## WHAT IS BEING ASKED
In the abstract on Sestrin2 and cardiomyocyte injury, which Nrf2 inhibitor was used to examine the link between Sesn2 and the Nrf2/HO-1 pathway?

## TEXT FOR ANALYSIS
Sestrin2 ameliorates LPS-induced cardiomyocyte injury by inhibiting ferroptosis via the Nrf2/HO-1 pathway.

BACKGROUND: The pathogenesis of sepsis-induced myocardial injury is complex. Currently, treatment for this disease remains suboptimal. Sestrin2 (Sesn2) is an antioxidant protein and has been shown to have a protective role in some diseases. However, its role in sepsis-induced cardiomyocyte injury has not been fully elucidated. METHODS: An in vitro model of sepsis-induced myocardial injury was established by treating H9c2 cardiomyocytes with lipopolysaccharide (LPS). The viability of H9c2 cardiomyocytes was quantified using the cell counting kit-8. Protein expression levels were analyzed by Western blotting. Apoptosis and mitochondrial membrane potential were quantified by flow cytometry. Mitochondrial ultrastructure was observed by transmission electron microscopy. Malondialdehyde (MDA), superoxide dismutase (SOD), reduced glutathione (GSH), reactive oxygen species (ROS), and iron content were quantified using commercial assay kits. The ferroptosis inducer Erastin was employed to further investigate the role of Sesn2 in ferroptosis. The potential regulatory relationship between Sesn2 and the Nrf2/HO-1 pathway was investigated using the Nrf2 inhibitor ML385. RESULTS: Sesn2 overexpression significantly improved cell viability, ameliorated mitochondrial damage, upregulated GPX4 and SLC7A11 expression, downregulated ACSL4 expression, reduced MDA and Fe(2)⁺ levels, elevated SOD activity and GSH content, and attenuated ROS accumulation in LPS-induced H9c2 cardiomyocytes. Sesn2 overexpression significantly suppresses apoptosis. Furthermore, Sesn2 overexpression can activate the Nrf2/HO-1 pathway. Both Erastin and ML385 reversed Sesn2 overexpression-mediated regulation of ferroptosis-associated proteins in LPS-treated H9c2 cells. CONCLUSIONS: This study demonstrates that Sesn2 inhibits ferroptosis in LPS-treated H9c2 cells through the Nrf2/HO-1 pathway, and also exerts an anti-apoptotic effect.

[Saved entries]

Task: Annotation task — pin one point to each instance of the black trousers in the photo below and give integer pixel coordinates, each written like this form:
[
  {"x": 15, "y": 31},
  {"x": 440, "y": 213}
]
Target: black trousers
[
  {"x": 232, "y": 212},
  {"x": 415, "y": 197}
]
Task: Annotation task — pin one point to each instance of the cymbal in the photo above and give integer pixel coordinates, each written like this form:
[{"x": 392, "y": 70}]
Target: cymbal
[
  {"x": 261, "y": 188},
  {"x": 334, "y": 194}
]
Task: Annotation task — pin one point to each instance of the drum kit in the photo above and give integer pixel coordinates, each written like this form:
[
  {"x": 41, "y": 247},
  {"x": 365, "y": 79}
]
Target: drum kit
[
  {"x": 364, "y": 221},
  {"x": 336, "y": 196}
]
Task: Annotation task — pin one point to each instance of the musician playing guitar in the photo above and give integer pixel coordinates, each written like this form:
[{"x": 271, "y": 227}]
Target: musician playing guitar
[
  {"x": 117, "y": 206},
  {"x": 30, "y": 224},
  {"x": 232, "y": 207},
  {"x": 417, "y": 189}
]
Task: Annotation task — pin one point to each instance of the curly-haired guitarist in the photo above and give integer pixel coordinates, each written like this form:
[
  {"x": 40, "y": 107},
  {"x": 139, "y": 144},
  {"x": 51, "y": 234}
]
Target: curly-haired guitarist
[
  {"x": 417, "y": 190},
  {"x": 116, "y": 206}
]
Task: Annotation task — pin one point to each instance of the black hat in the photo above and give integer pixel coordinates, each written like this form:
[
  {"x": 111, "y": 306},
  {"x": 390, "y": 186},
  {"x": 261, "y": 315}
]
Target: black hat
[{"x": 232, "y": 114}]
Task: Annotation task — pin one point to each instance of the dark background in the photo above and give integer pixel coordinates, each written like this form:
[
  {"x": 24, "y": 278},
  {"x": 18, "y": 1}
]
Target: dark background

## TASK OUTPUT
ML385